Natural language region descriptions
=== Section Start ===
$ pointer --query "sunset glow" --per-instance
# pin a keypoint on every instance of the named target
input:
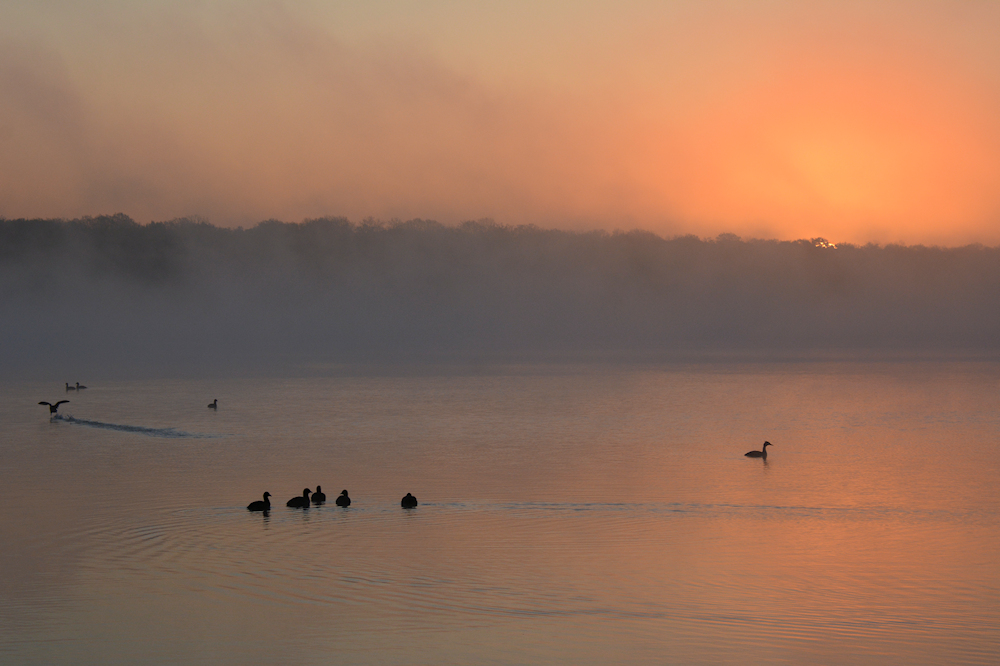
(852, 121)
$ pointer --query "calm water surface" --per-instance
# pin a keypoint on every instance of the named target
(571, 515)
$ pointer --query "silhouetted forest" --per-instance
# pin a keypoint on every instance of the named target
(109, 292)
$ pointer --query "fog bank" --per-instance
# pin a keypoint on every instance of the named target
(108, 295)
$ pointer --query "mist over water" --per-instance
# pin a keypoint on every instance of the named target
(107, 294)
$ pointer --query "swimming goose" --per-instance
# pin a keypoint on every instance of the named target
(260, 505)
(300, 502)
(759, 454)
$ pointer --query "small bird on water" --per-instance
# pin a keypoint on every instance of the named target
(260, 505)
(53, 409)
(300, 502)
(759, 454)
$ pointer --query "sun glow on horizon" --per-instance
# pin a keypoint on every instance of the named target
(849, 121)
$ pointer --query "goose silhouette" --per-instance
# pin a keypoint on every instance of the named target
(301, 502)
(260, 505)
(759, 454)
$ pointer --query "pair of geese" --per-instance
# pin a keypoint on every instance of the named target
(318, 497)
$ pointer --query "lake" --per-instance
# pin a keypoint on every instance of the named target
(569, 514)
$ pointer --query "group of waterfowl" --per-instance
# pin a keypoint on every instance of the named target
(304, 500)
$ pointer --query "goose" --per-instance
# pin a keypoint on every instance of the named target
(300, 502)
(759, 454)
(260, 505)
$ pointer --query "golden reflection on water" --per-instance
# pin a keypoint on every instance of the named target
(585, 517)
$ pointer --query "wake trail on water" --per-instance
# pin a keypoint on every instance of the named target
(172, 433)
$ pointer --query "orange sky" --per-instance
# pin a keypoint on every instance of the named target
(856, 121)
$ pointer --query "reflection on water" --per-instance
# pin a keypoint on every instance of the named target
(589, 517)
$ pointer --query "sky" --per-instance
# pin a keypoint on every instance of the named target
(855, 121)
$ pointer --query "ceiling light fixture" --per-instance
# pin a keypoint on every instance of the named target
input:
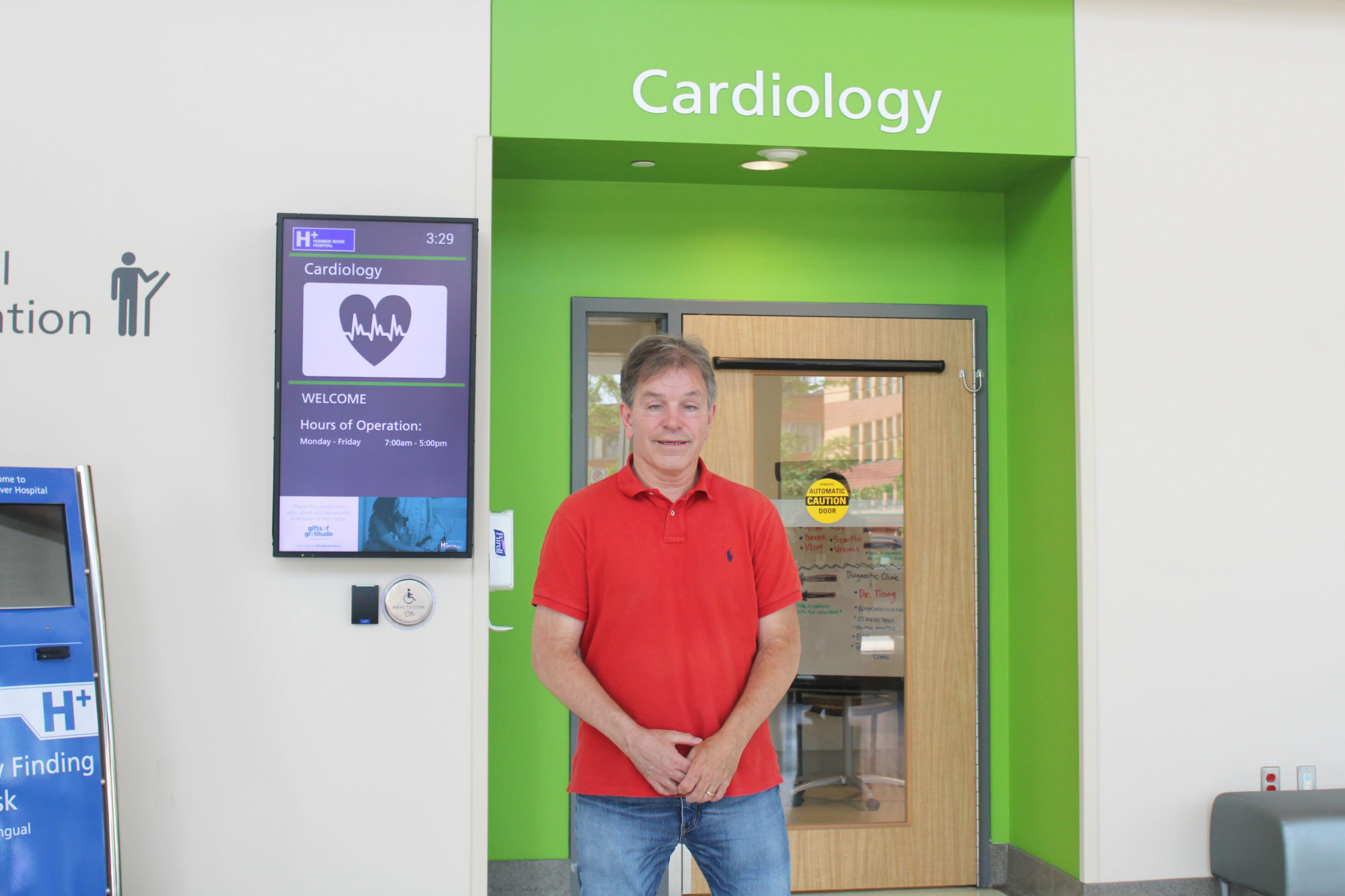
(775, 159)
=== Section End ===
* REQUIRED ACTION: The pictures should be dropped, and every line above should be set down again exactly.

* OUTPUT FOR THIS EXERCISE:
$ pointer --query "sunset glow" --per-instance
# pin a keypoint on every instance of the named target
input:
(852, 121)
$ pointer --query "calm water surface" --per-instance
# pin a keypoint on every instance of the named target
(571, 515)
$ pointer --query "silhouetted forest" --per-instance
# pin a keypoint on every instance of the named target
(109, 292)
$ pointer --query "fog bank" --per-instance
# pin a keypoint on every instance of the named target
(108, 295)
$ pointer --query "mist over water" --per-instance
# pin a keypoint on every instance of the named target
(107, 294)
$ pointer --query "swimming goose" --per-instance
# pin a keypoint on every instance of the named target
(260, 505)
(300, 502)
(759, 454)
$ pointer --query "small bird on water" --per-instance
# pin a keypoint on every instance of the named target
(260, 505)
(53, 409)
(300, 502)
(759, 454)
$ pointer --query "sun glow on horizon" --per-instance
# pin a keypoint on every instance of the named target
(849, 121)
$ pointer --query "goose silhouette" --per-instance
# pin a keypoint on every instance of the named target
(301, 502)
(260, 505)
(759, 454)
$ pointer --query "pair of geese" --per-instance
# pin a keypoint on every instance of the named target
(318, 497)
$ pointer --query "lake" --per-instance
# pin a keypoint on every instance of the named target
(569, 514)
$ pointer --query "group of waterfowl" --per-instance
# pin a keypoint on every instance of the named target
(304, 500)
$ pointer --query "goose" --per-instance
# pin a keypoint on every instance of the named target
(300, 502)
(759, 454)
(260, 505)
$ pointer --query "golden reflection on water" --per-instance
# pin a keypoint on every instance of the named target
(585, 517)
$ pointer --query "wake trail on water" --per-instance
# pin a keypoint on every instance of the named target
(172, 433)
$ pointer --query "orange sky" --per-instance
# pin a keypoint on every instance of the named target
(856, 121)
$ pointer --query "reflection on water" --per-instance
# pin a keypoint on every instance of the named target
(589, 517)
$ pointer --query "sky" --per-instance
# pin a keypoint on every instance of the named target
(855, 121)
$ pointer --query "ceiling light fixture" --per-instance
# pin a keypoint on every instance of the named target
input:
(775, 159)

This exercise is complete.